>>>>>
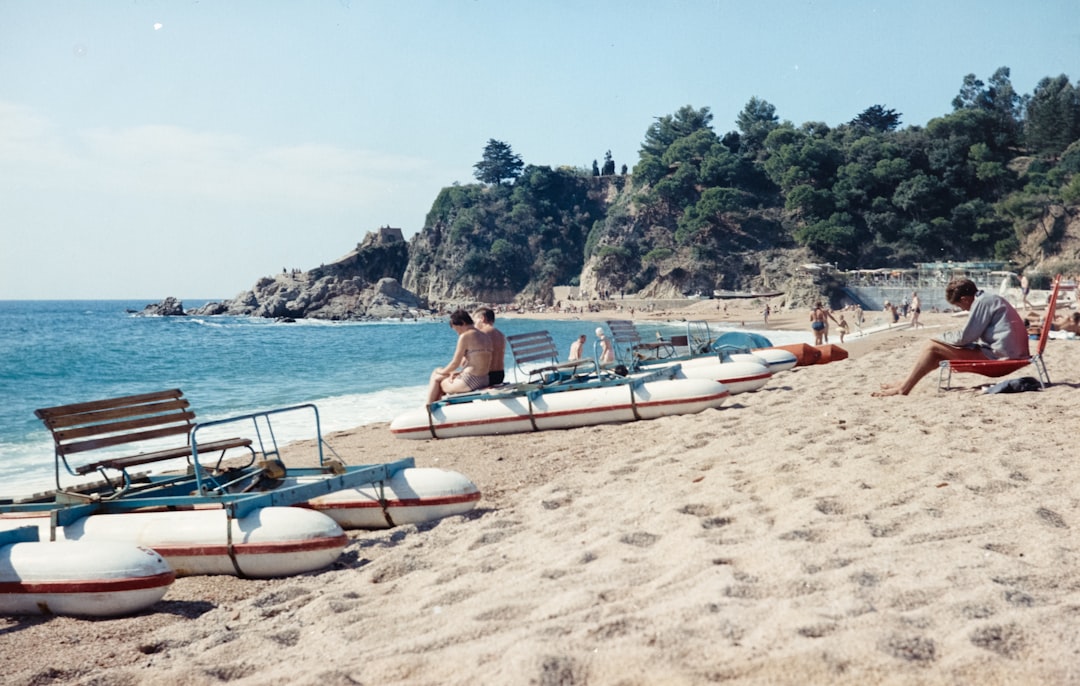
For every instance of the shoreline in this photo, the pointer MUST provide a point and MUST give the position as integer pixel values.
(801, 534)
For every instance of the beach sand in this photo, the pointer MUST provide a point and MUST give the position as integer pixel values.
(802, 534)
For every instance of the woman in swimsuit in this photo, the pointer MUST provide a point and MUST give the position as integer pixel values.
(468, 370)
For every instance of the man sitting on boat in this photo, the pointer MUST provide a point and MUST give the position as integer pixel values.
(472, 360)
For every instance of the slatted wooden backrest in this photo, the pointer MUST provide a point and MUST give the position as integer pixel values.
(532, 347)
(624, 333)
(90, 426)
(1048, 320)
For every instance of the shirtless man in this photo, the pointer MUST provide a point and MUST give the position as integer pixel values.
(994, 331)
(485, 322)
(819, 322)
(472, 359)
(577, 347)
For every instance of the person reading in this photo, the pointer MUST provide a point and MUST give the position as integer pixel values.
(472, 359)
(994, 331)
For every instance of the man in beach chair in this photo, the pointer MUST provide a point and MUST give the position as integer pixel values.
(994, 331)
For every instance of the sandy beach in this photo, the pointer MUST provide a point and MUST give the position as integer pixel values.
(802, 534)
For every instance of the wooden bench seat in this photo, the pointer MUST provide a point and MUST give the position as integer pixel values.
(538, 347)
(127, 420)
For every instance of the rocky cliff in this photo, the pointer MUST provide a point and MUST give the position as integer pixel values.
(363, 284)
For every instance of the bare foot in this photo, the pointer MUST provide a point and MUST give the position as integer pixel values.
(889, 390)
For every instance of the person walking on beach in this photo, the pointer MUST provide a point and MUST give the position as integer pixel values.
(607, 352)
(577, 347)
(994, 331)
(485, 322)
(819, 323)
(472, 358)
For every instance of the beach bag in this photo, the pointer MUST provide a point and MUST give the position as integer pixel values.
(1015, 386)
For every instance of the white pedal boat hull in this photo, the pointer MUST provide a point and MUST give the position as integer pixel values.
(740, 377)
(562, 409)
(273, 541)
(82, 579)
(410, 496)
(775, 359)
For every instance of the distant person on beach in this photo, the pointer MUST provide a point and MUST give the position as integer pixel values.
(607, 352)
(819, 323)
(577, 347)
(485, 322)
(994, 331)
(472, 359)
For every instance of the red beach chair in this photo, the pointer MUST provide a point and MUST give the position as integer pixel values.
(997, 368)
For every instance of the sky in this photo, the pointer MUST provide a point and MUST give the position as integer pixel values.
(188, 148)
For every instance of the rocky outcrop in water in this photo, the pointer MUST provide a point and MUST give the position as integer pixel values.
(169, 307)
(362, 285)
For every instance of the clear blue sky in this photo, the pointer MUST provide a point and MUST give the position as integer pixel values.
(186, 148)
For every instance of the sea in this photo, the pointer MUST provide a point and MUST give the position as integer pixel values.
(56, 352)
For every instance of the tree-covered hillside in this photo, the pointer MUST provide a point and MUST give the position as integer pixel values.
(701, 209)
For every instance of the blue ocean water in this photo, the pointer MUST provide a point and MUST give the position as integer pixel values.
(55, 352)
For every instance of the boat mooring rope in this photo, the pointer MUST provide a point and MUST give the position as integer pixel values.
(381, 489)
(633, 401)
(229, 547)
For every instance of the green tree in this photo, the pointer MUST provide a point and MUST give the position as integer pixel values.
(608, 169)
(499, 163)
(1053, 116)
(669, 129)
(877, 118)
(757, 119)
<<<<<
▶ _Problem statement_
Please rewrite all the items above, replacing each "pointer" with "annotator" and changing nothing else. Leave the pictures out.

▶ _Full response_
For every instance of the shoreline in this photo, the annotator MUST provide a point and MUST give the position as integer pixel values.
(801, 534)
For every instance of the beach sand in this photo, the annotator MUST provide a point and MUST give the position as integer pixel values.
(802, 534)
For every instance of the woman in swimsuit in this photo, the annotator MUST provide a point and MUST give the position as integer pixel values.
(468, 370)
For every instance of the man sitting on boat in this photo, the annotator MUST provide a point and MUST give the position as integer pixel values.
(472, 360)
For every instance of the slatted wooden backrest in this photo, the annotator MUST provide a point and MUST give the position as integer pixel values.
(532, 347)
(624, 333)
(90, 426)
(1048, 320)
For every instance of the shirtless man in this photo, the annotator MUST provide a point and MUST give the position as integer pixel values.
(994, 331)
(485, 322)
(819, 322)
(472, 359)
(577, 347)
For every instance of the person reading in this photo, the annotator MUST provide a point and MUST give the position as integer pixel values.
(472, 359)
(994, 331)
For every instance of the man in beach chair in this photo, the annotator MUST provide a point and MUST give the position as integer pixel values.
(994, 331)
For every instance of the sandy beach in this photo, the annotator MUST provide a point and MUST give the position as integer pixel values.
(802, 534)
For every instance of the wooden bench seat in this photo, the annotator MUST provide a point and MUST give the position as integer pixel values.
(538, 347)
(127, 420)
For every instance of the rocky cliff in this photo, the annotator MUST provide a point and MUST give the position as integer pixel values.
(363, 284)
For every instance of the bare foot in this photo, the annotator MUST provide a point and MUST give the position as integer pixel values.
(889, 390)
For every instance of the person walking on beach in this photo, the annotator MUST provide a point and MUST give the position as integer pixel values.
(607, 352)
(577, 347)
(994, 331)
(485, 322)
(819, 323)
(472, 358)
For every instance of the beach bag in this photo, the annotator MUST provide a point and MUST give the position as integer pixel values.
(1015, 386)
For every instance of the white pedal boat hull in this photo, the annotator MUST provide a point and MUST give the position as integer pixel values.
(740, 377)
(562, 409)
(273, 541)
(82, 579)
(410, 496)
(775, 359)
For every instance of the distant person on beach in this photo, the annotator MUST provide a point and MUST give the position as integer pixel values.
(607, 352)
(819, 323)
(577, 347)
(485, 322)
(994, 331)
(472, 359)
For every instance of the red beach chair in this photo, the annotator MUST provide a point and MUST give the position as integer pixel values.
(997, 368)
For every instance of the sky in this photo, the annotator MUST provide a point and MUST give the position as integer pixel values.
(188, 148)
For every instance of the rocky outcrop in water in this photo, the annotator MUST provide a point and MUST give the position as integer pixel values.
(169, 307)
(362, 285)
For every instance of the clear blue sky in this photo, the annotator MUST provide a point and MUST give the position as integer pixel values.
(186, 148)
For every instance of the sea in this photo, the annotator MUST provide a point and MUST give the position as integer pixel values.
(56, 352)
For every instance of the tree-covered hillside in this photo, the annotator MUST provide a point and MUST give the position as integer pixel values.
(701, 209)
For every instance of the blue ocean water in this photo, the annotator MUST provide a point and MUST give the position as integer pixel values.
(55, 352)
For every instance of the boat mooring rope in this photo, the annotator MUST provide a point and MUST give the position as integer pixel values.
(381, 489)
(633, 401)
(229, 547)
For every instance of the green tree in this photo, the annotator MUST provide a point and MUST give the position as integer pixel values.
(608, 169)
(499, 163)
(1053, 116)
(669, 129)
(877, 118)
(757, 119)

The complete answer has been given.